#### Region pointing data
=== Section Start ===
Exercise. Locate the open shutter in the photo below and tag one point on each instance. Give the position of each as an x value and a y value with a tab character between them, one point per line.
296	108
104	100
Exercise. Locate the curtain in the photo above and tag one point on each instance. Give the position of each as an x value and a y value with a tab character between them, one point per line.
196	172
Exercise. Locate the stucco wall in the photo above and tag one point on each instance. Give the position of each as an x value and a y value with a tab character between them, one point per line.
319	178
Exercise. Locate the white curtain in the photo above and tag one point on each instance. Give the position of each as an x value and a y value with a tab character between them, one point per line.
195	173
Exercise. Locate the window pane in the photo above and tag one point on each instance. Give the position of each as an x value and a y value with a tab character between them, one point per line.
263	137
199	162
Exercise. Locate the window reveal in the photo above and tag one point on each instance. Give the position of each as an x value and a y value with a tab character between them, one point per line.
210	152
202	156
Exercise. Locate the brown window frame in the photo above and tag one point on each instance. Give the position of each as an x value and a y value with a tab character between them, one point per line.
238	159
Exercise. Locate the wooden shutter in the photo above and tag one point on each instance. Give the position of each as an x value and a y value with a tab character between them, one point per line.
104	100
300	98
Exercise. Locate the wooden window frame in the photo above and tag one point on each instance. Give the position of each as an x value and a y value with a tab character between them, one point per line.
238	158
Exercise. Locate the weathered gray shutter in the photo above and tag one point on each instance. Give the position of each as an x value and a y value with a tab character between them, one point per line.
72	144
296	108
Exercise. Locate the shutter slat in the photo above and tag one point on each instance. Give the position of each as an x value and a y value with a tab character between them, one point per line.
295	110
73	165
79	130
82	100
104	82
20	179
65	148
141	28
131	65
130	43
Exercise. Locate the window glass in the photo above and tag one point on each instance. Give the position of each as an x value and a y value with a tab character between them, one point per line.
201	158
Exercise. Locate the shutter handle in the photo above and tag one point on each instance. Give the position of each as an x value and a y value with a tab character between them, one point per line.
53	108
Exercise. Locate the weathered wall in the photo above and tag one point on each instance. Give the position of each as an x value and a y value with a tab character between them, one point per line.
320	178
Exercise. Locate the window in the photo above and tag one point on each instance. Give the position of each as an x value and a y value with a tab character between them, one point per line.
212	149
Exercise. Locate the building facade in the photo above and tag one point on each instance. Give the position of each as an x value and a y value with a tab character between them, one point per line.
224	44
=== Section End ===
#### WHAT IS BEING ASKED
Write all of the data above again, exactly as given.

#### OUTPUT FOR THIS TASK
Exercise. Locate the open shutter in the photo below and tag one point on each instance. Give the position of each as an x value and a y value with a tab character between them, one point per line.
296	108
104	100
Exercise. Locate the curtain in the photo above and tag one point on each instance. Give the position of each as an x value and a y value with a tab character between them, one point per line.
196	172
Exercise. Locate the stucco wall in the photo above and tag one point on each instance. Give the position of each as an x value and a y value with a tab character between them, one point per line.
319	178
Exercise. Locate the white curtain in the photo above and tag one point on each instance. Give the position of each as an x value and a y value with a tab character between them, one point per line.
195	173
Exercise. Locate the window pane in the photo above and tag one point on each instance. Give the position of each as an x value and a y value with a tab character between them, one point per line.
263	137
199	162
Exercise. Locate the window reveal in the photo above and tag one point on each instance. Give the position of each as an x value and a y value with a tab character between them, one point per line.
210	152
202	156
Exercise. Locate the brown window frame in the photo above and tag one point on each instance. Give the position of each as an x value and a y value with a tab character between them, one point per line.
238	159
Exercise. Locate the wooden shutter in the photo above and tag one point on each instance. Give the position of each as an x value and a y value with a tab character between them, one point per line.
104	100
300	98
Exercise. Locate the wooden window frame in the photo above and tag one point on each instance. Give the position of each as an x value and a y value with a tab character between them, one point per line.
238	158
Exercise. Locate the weathered gray shutter in the photo above and tag one point on each instance. Give the position of each as an x value and a y value with a tab character between them, one point per line.
72	144
296	108
Exercise. Locate the shutter slat in the photo above and tag one point on each instance. Give the position of each as an x value and a y value with a tab character between them, one point per line.
295	110
73	165
79	130
82	100
104	82
20	179
65	148
141	28
131	65
130	43
Exercise. Locate the window glass in the photo above and tag one point on each instance. Give the position of each as an x value and a y value with a tab character between them, one point per line.
201	158
Exercise. Locate the shutter handle in the photo above and tag one point on each instance. Give the position of each as an x value and a y value with a tab character between them, one point per line.
53	108
Exercise. Locate the weathered wall in the photo above and tag one point on each instance. Give the position of each as an x value and a y value with a tab character between them, one point per line.
320	178
Exercise. Locate the window in the photo above and tag one point on each instance. Give the position of each as an x value and a y value with a tab character between them, one point per line.
212	149
Exercise. Locate the building facade in the photo above and tag one point on each instance. Give the position of each as an x value and a y value with a tab character between them, one point per line.
224	44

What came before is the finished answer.